(Instructions to follow): Leave out the pictures and print the records below exactly.

(Material for this task):
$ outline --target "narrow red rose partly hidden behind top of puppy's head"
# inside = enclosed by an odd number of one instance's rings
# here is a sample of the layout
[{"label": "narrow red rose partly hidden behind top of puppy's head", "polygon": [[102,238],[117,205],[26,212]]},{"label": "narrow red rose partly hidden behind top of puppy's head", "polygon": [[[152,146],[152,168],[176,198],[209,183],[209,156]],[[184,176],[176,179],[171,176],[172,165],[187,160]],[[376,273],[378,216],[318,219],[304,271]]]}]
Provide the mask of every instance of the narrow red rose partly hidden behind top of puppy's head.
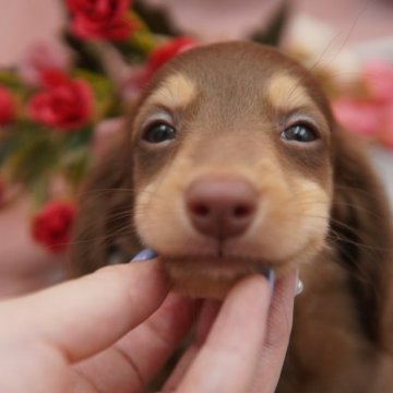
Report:
[{"label": "narrow red rose partly hidden behind top of puppy's head", "polygon": [[190,37],[178,37],[155,48],[148,56],[147,67],[152,72],[157,71],[164,63],[175,56],[191,49],[196,41]]}]

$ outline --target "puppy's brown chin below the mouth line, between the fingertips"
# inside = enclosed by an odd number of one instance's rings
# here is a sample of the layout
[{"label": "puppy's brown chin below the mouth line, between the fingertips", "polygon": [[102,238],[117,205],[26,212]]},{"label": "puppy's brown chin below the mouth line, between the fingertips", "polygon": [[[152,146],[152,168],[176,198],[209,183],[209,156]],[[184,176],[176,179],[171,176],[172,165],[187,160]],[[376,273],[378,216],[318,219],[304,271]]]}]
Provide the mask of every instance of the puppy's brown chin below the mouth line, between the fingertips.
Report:
[{"label": "puppy's brown chin below the mouth line, between the fingertips", "polygon": [[222,300],[240,278],[258,273],[254,266],[235,265],[225,260],[162,260],[172,289],[194,298]]}]

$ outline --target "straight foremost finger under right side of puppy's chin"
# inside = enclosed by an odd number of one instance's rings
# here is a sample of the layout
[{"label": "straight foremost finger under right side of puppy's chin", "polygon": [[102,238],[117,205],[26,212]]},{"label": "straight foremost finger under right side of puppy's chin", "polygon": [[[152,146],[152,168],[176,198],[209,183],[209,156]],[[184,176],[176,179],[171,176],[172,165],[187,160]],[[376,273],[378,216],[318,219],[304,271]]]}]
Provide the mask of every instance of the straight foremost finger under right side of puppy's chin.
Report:
[{"label": "straight foremost finger under right side of puppy's chin", "polygon": [[249,391],[265,338],[270,298],[270,285],[262,276],[235,285],[179,392]]}]

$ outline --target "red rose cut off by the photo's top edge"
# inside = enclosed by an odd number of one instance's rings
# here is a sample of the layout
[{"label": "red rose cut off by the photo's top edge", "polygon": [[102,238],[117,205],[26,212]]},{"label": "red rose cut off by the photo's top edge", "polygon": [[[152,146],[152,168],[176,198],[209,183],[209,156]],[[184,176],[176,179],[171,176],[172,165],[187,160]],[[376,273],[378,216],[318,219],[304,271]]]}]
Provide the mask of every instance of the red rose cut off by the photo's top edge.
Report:
[{"label": "red rose cut off by the photo's top edge", "polygon": [[71,29],[81,38],[123,40],[134,29],[130,0],[67,0],[73,13]]}]

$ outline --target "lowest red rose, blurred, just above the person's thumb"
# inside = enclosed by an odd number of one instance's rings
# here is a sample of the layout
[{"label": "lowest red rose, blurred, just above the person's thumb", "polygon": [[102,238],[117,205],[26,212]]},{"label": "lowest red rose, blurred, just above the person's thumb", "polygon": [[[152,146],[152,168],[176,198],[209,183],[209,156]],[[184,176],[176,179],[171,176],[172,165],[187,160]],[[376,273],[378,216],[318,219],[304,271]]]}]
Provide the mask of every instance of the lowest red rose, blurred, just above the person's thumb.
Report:
[{"label": "lowest red rose, blurred, just above the person's thumb", "polygon": [[62,251],[70,242],[74,217],[75,206],[72,203],[48,203],[33,218],[33,238],[50,251]]}]

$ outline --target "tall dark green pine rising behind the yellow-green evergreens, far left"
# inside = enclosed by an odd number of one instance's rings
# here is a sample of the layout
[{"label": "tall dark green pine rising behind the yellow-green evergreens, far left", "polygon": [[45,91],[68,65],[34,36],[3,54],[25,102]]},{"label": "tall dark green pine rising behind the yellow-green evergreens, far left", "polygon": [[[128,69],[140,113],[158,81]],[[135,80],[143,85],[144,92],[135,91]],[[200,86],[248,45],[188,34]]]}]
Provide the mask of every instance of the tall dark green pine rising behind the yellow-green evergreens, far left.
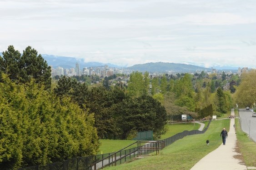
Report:
[{"label": "tall dark green pine rising behind the yellow-green evergreens, far left", "polygon": [[[1,57],[0,57],[1,58]],[[44,85],[45,89],[51,86],[51,69],[37,51],[28,46],[20,52],[12,45],[8,51],[3,52],[3,59],[0,59],[1,70],[9,76],[12,81],[21,83],[30,82],[34,79],[38,85]]]}]

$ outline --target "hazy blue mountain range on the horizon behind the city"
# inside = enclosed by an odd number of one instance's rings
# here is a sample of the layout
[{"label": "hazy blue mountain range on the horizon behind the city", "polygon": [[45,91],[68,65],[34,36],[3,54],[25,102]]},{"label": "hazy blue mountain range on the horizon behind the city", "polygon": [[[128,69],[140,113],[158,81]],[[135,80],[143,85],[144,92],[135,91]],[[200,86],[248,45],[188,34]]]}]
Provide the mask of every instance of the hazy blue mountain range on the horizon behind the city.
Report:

(Reply to the exercise):
$ outline --target "narrow red rose partly hidden behind top of puppy's head"
# inside = enclosed by an odd number of one instance's rings
# here is a sample of the layout
[{"label": "narrow red rose partly hidden behind top of puppy's head", "polygon": [[102,238],[117,205],[26,212]]},{"label": "narrow red rose partly hidden behind top of puppy's head", "polygon": [[[152,146],[152,168],[176,198],[209,183],[209,156]],[[184,176],[176,179],[171,176],[172,165],[187,160]],[[376,273],[378,216],[318,219],[304,271]]]}]
Provide the mask of every instance of the narrow red rose partly hidden behind top of puppy's head.
Report:
[{"label": "narrow red rose partly hidden behind top of puppy's head", "polygon": [[190,37],[178,37],[155,48],[148,56],[147,67],[152,72],[157,71],[164,63],[175,56],[191,49],[196,41]]}]

$ outline --target "puppy's brown chin below the mouth line, between the fingertips"
# inside = enclosed by an odd number of one instance's rings
# here is a sample of the layout
[{"label": "puppy's brown chin below the mouth line, between the fingertips", "polygon": [[102,238],[117,205],[26,212]]},{"label": "puppy's brown chin below the mouth line, between the fingertips", "polygon": [[[152,146],[152,168],[176,198],[209,183],[209,156]],[[184,176],[176,179],[171,176],[172,165],[187,160]],[[376,273],[378,216],[318,219],[304,271]]]}]
Provide the mask of every instance of the puppy's brown chin below the mouth line, between the fingertips.
Report:
[{"label": "puppy's brown chin below the mouth line, between the fingertips", "polygon": [[222,300],[240,278],[258,273],[254,266],[235,265],[225,260],[162,260],[172,289],[194,298]]}]

$ outline --target "straight foremost finger under right side of puppy's chin"
# inside = enclosed by an odd number of one instance's rings
# here is a sample of the layout
[{"label": "straight foremost finger under right side of puppy's chin", "polygon": [[102,238],[117,205],[26,212]]},{"label": "straight foremost finger under right side of puppy's chin", "polygon": [[[152,146],[152,168],[176,198],[209,183],[209,156]],[[184,176],[176,179],[171,176],[172,165],[187,160]],[[376,273],[378,216],[318,219],[304,271]]]}]
Provide the mask of every instance of the straight foremost finger under right side of puppy's chin.
Report:
[{"label": "straight foremost finger under right side of puppy's chin", "polygon": [[249,391],[265,338],[270,298],[270,285],[262,276],[235,285],[179,392]]}]

$ outline --target "red rose cut off by the photo's top edge"
# inside = enclosed by an odd number of one instance's rings
# here is a sample of the layout
[{"label": "red rose cut off by the photo's top edge", "polygon": [[102,238],[117,205],[26,212]]},{"label": "red rose cut off by the photo's top edge", "polygon": [[[152,146],[152,168],[176,198],[209,183],[209,156]],[[184,176],[176,179],[171,176],[172,165],[187,160]],[[376,273],[378,216],[318,219],[304,271]]]}]
Provide the mask of every instance of the red rose cut off by the photo's top edge.
Report:
[{"label": "red rose cut off by the photo's top edge", "polygon": [[71,29],[81,38],[123,40],[134,29],[130,0],[67,0],[73,13]]}]

$ outline --target "lowest red rose, blurred, just above the person's thumb"
# inside = enclosed by an odd number of one instance's rings
# here is a sample of the layout
[{"label": "lowest red rose, blurred, just above the person's thumb", "polygon": [[102,238],[117,205],[26,212]]},{"label": "lowest red rose, blurred, just above the person's thumb", "polygon": [[[152,146],[152,168],[176,198],[209,183],[209,156]],[[184,176],[176,179],[171,176],[172,165],[187,160]],[[376,273],[378,216],[318,219],[304,271]]]}]
Provide the mask of every instance of the lowest red rose, blurred, just above the person's thumb.
Report:
[{"label": "lowest red rose, blurred, just above the person's thumb", "polygon": [[62,251],[70,242],[74,217],[75,206],[72,203],[48,203],[33,218],[33,238],[50,251]]}]

$ outline --target "tall dark green pine rising behind the yellow-green evergreens, far left"
# inside = enclosed by an odd number of one instance's rings
# here is a sample of the layout
[{"label": "tall dark green pine rising behind the yellow-green evergreens, far left", "polygon": [[45,91],[68,65],[34,36],[3,54],[25,102]]},{"label": "tall dark green pine rising behind the yellow-green evergreens, far left", "polygon": [[[128,69],[140,113],[158,81]],[[135,80],[143,85],[144,92],[135,91]],[[200,86],[248,45],[188,34]]]}]
Provide the mask of every instance of the tall dark green pine rising behind the yellow-green evergreens, far left.
Report:
[{"label": "tall dark green pine rising behind the yellow-green evergreens, far left", "polygon": [[[1,57],[0,57],[1,58]],[[44,85],[45,89],[51,86],[51,69],[37,51],[28,46],[20,52],[12,45],[8,51],[3,52],[3,59],[0,59],[1,70],[9,76],[12,81],[21,83],[30,82],[34,79],[38,85]]]}]

$ outline --target "hazy blue mountain range on the horizon behind the city"
# inside = enclosed by an odd number of one instance's rings
# here is a sample of the layout
[{"label": "hazy blue mountain range on the horizon behind the city", "polygon": [[45,91],[68,65],[34,36],[3,54],[25,102]]},{"label": "hazy blue mountain range on the horizon behind the city", "polygon": [[[128,69],[140,113],[158,81]],[[135,80],[143,85],[144,92],[135,91]],[[200,86],[248,45],[188,34]]]}]
Provide the mask of every instance of the hazy blue mountain range on the horizon behind the city.
Report:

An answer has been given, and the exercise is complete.